↓↓↓
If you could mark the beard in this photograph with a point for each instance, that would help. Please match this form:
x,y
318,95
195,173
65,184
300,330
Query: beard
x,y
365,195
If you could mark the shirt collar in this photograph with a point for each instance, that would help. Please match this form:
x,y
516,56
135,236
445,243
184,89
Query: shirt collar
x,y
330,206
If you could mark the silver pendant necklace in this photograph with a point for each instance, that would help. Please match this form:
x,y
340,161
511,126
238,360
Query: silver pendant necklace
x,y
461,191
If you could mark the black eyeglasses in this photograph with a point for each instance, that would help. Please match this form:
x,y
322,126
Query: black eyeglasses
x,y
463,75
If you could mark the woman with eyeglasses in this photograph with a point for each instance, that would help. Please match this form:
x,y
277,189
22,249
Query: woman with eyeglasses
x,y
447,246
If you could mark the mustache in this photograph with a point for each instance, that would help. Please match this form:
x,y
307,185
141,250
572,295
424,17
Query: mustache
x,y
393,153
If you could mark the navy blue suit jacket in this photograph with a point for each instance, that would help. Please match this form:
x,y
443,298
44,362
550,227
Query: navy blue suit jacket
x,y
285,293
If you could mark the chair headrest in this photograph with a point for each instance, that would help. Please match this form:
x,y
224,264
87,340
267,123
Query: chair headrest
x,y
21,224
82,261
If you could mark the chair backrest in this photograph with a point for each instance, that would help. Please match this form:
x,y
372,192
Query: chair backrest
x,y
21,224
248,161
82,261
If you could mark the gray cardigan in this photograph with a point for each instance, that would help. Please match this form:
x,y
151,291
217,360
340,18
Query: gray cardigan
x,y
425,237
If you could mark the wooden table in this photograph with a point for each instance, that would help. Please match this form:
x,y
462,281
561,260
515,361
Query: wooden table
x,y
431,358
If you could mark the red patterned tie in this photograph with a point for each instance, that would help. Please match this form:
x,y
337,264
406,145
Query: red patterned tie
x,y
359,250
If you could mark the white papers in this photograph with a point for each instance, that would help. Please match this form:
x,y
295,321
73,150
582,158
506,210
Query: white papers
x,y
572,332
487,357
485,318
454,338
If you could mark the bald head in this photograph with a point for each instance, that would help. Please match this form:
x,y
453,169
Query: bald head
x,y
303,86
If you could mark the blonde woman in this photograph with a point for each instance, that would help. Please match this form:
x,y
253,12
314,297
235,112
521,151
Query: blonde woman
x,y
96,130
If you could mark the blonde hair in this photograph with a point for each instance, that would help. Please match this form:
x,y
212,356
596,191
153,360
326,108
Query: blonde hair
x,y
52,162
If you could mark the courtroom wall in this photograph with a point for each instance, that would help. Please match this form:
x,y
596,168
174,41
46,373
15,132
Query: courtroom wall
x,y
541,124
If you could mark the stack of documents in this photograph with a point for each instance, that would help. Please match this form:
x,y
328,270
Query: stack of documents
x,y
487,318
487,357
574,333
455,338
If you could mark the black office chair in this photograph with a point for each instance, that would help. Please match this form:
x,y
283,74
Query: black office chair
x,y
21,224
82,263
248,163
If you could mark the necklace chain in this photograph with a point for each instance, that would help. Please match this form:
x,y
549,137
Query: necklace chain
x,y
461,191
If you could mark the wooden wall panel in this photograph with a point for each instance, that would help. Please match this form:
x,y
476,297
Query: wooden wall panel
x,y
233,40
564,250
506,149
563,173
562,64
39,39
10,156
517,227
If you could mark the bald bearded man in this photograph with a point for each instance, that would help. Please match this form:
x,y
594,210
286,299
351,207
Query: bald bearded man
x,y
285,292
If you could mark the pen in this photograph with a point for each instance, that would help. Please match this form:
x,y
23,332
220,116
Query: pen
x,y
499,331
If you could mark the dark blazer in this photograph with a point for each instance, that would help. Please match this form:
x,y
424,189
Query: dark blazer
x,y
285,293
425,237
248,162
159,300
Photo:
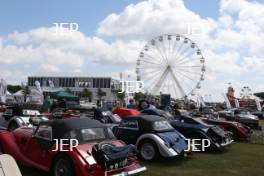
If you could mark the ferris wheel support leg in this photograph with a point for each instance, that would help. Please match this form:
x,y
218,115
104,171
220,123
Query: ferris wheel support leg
x,y
177,83
160,81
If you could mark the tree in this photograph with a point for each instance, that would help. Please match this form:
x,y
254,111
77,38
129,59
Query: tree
x,y
100,94
120,96
86,94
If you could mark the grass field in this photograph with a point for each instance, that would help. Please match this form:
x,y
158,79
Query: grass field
x,y
241,159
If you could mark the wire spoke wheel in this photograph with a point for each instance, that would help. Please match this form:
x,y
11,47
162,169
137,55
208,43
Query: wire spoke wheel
x,y
171,64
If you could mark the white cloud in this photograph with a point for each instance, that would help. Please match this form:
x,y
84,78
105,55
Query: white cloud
x,y
151,18
232,44
47,68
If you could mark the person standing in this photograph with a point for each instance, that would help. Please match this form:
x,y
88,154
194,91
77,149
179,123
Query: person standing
x,y
131,104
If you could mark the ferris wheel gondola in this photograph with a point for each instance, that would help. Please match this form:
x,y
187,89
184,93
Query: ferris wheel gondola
x,y
171,64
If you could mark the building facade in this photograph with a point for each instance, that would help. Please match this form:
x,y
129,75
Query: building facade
x,y
77,85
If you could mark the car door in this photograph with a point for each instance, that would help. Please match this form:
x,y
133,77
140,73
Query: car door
x,y
39,145
128,131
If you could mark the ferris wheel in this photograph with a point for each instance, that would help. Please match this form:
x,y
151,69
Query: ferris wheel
x,y
171,64
246,92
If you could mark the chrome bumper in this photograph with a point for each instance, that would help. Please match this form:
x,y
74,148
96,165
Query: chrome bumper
x,y
136,171
227,143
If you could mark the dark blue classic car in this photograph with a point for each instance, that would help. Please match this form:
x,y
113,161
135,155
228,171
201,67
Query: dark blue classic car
x,y
196,130
152,135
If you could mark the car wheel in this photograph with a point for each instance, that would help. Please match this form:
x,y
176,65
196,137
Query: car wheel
x,y
148,150
234,134
12,126
62,166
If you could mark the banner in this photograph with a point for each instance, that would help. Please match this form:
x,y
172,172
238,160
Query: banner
x,y
3,90
51,84
37,84
237,103
228,104
258,104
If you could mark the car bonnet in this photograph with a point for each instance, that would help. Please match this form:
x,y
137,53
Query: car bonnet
x,y
175,140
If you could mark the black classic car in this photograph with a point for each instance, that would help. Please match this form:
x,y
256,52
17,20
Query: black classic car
x,y
242,116
152,135
196,130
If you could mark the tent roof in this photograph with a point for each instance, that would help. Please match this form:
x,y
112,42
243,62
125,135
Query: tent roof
x,y
260,95
63,94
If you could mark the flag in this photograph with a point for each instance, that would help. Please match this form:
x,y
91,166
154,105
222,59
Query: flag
x,y
228,104
37,84
237,103
51,84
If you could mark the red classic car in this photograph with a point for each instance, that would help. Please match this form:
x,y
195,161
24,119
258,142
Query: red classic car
x,y
123,112
71,147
↑↑↑
**Work request**
Transcribe each entry above character for character, omitting pictures.

**Result of this exercise**
If you could mark the beard in this photograph with a point for each instance, that would help. Please match this form:
x,y
318,95
195,173
65,184
300,330
Query: beard
x,y
365,195
If you could mark the shirt collar in this photograph with a point for each instance, that would help. Please match this form:
x,y
516,56
135,236
445,243
184,89
Query: shirt collar
x,y
330,206
If you could mark the silver pendant necklace in this photograph with a point for each instance, that would help. Please match this form:
x,y
340,161
511,126
238,360
Query: silver pendant necklace
x,y
461,191
If you could mark the black eyeglasses in this photograph with a point for each instance, that would help. Please match this form:
x,y
322,126
Query: black eyeglasses
x,y
463,75
If you could mark the woman with eyeglasses in this photograph with a point for each instance, that would help. Please match this form:
x,y
277,189
22,249
Query: woman with eyeglasses
x,y
447,246
If you could mark the mustache in this photograph with a point for each instance, that would help. Please match this form:
x,y
307,185
141,250
572,295
424,17
Query: mustache
x,y
393,153
If you could mark the navy blue suit jacket in this photograph with a point for each instance, that would help. Please match this form:
x,y
443,298
44,362
550,227
Query: navy blue suit jacket
x,y
285,293
If you could mark the chair headrest in this photograph with a point for each instance, that would help. Please match this form:
x,y
224,264
87,340
267,123
Query: chair headrest
x,y
21,224
82,261
If you could mark the chair backrest in this photograph with a point for each instance, that would help. Please match this form:
x,y
372,192
Query: chair backrest
x,y
21,224
248,161
82,261
If you could mark the gray cardigan in this photograph with a point for each instance, that would help. Please match this form:
x,y
151,291
217,360
340,18
Query: gray cardigan
x,y
425,237
If you could mark the wooden table in this photograph with a point for each instance, that would help. Please match this form:
x,y
462,281
561,260
515,361
Query: wooden table
x,y
431,358
If you could mark the red patterned tie in this photograph with a point for each instance, that would help. Please match this form:
x,y
337,264
406,145
Query: red patterned tie
x,y
359,250
If you could mark the white papers in this photograph with a point for each instance, that would help. Please match this form:
x,y
295,321
73,150
582,158
506,210
Query: white papers
x,y
572,332
487,357
485,318
454,338
If you could mark the bald head in this photograph with a point for each instance, that would help. Please match this form:
x,y
453,169
Query: bald head
x,y
303,86
If you could mark the blonde woman in this photograph with a point for each instance, that would help. Please match this form:
x,y
253,12
314,297
235,112
521,151
Query: blonde woman
x,y
96,130
If you could mark the blonde hair in this photograph with a point for each instance, that would help. Please match this form:
x,y
212,356
596,191
153,360
326,108
Query: blonde hair
x,y
52,162
If you could mark the courtroom wall in this photograph with a point for each instance, that would help. Please match this form:
x,y
596,168
174,41
46,373
15,132
Query: courtroom wall
x,y
541,124
If you could mark the stack of documents in this photograph with a point for each instance, that would help. Please match this form:
x,y
328,270
Query: stack of documents
x,y
487,318
487,357
574,333
455,338
If you could mark the black office chair in this photograph with a point for each instance, that would help. Please match this form:
x,y
283,74
Query: black office chair
x,y
21,224
82,263
248,163
If you could mark the necklace chain in this photograph with a point for each instance, that would help. Please match this form:
x,y
549,137
Query: necklace chain
x,y
461,191
If you could mark the wooden wall panel in this photograph with a point for each instance, that would help. Please match this form:
x,y
476,297
Query: wooden wall panel
x,y
233,40
564,250
506,149
563,173
562,64
39,39
10,156
517,227
If you could mark the bald bearded man in this photograph with a point for each instance, that would help. Please match this form:
x,y
594,210
286,299
351,207
Query: bald bearded man
x,y
285,292
If you could mark the pen in this photograph with a point for each instance, that would help. Please match this form:
x,y
23,332
220,116
Query: pen
x,y
499,331
If you could mark the dark blazer in this photograph with a point for each instance, that would help. Please match this form:
x,y
424,189
Query: dark blazer
x,y
285,293
425,237
248,162
159,300
Photo:
If you could mark the ferris wheel support leg in this photograph with a point for each instance, that would help. Please match this form:
x,y
218,115
104,171
220,123
Query: ferris wheel support leg
x,y
177,83
160,81
If you could mark the tree in this photograph with a point for each instance, that would help. Please match this form:
x,y
254,111
77,38
129,59
Query: tree
x,y
100,94
120,96
86,94
If you could mark the grass field in this photograph with a point for each instance, that would help. Please match this form:
x,y
158,79
Query: grass field
x,y
241,159
If you could mark the wire spoke wheel in this photograph with a point for each instance, that would help. Please match this form:
x,y
11,47
162,169
137,55
208,43
Query: wire spoke wheel
x,y
171,64
If you could mark the white cloud in this photograph with a point for each instance, that would help. Please match this form:
x,y
84,78
105,55
Query: white cloud
x,y
151,18
232,44
47,68
If you could mark the person standing in this photograph with a point for each instance, that would help. Please match this form:
x,y
88,154
194,91
77,149
179,123
Query: person standing
x,y
131,104
If you could mark the ferris wheel gondola in this photograph with a point for each instance, that would help. Please match this form:
x,y
187,89
184,93
Query: ferris wheel gondola
x,y
171,64
If you could mark the building facade in this photograph with a point for each instance, that would help. Please match this form:
x,y
129,75
Query: building facade
x,y
77,85
If you could mark the car door in this photograph with a point for each instance, that would help. Please match this form:
x,y
133,77
140,73
Query: car door
x,y
39,145
128,131
If you could mark the ferris wheel in this photograph with a point for each instance, that would help. Please match this form:
x,y
151,69
Query: ferris wheel
x,y
171,64
246,92
If you could mark the chrome bumper in this photograph with a point for each instance, that would help. Please match this form:
x,y
74,148
96,165
Query: chrome bumper
x,y
136,171
227,143
If you could mark the dark blue classic car in this photograph with a point for each instance, that would help. Please match this form:
x,y
113,161
135,155
228,171
201,67
Query: dark blue classic car
x,y
196,130
152,135
If you could mark the car wheel in this photograph with a point for each instance, that would help. Please match this form:
x,y
176,65
196,137
Query: car wheel
x,y
148,150
234,134
12,126
62,166
If you could mark the banner in this photograph with a point for each instance, that would help. Please match this form:
x,y
172,172
238,160
Query: banner
x,y
3,90
51,84
37,84
237,103
228,104
258,104
If you could mark the car bonnet in this photograph with a point for each instance, that would help. Please match this form:
x,y
137,53
Query: car bonnet
x,y
175,140
If you could mark the black classic car in this photograph with a point for each instance, that would help. Please match this form:
x,y
256,52
17,20
Query: black classic car
x,y
242,116
152,135
196,130
If you could mark the tent roof in this photograph with a point for each instance, that would help. Please match this form:
x,y
112,42
243,62
125,135
Query: tent roof
x,y
260,95
63,94
If you could mark the flag in this photograph with a point for each instance, that would help. Please match this form:
x,y
91,166
154,105
222,59
Query: flag
x,y
228,104
37,84
237,103
51,84
If you could mark the red classic car in this photograph with a point for each instance, that would help. Please match this form:
x,y
195,161
24,119
258,142
Query: red classic car
x,y
123,112
71,147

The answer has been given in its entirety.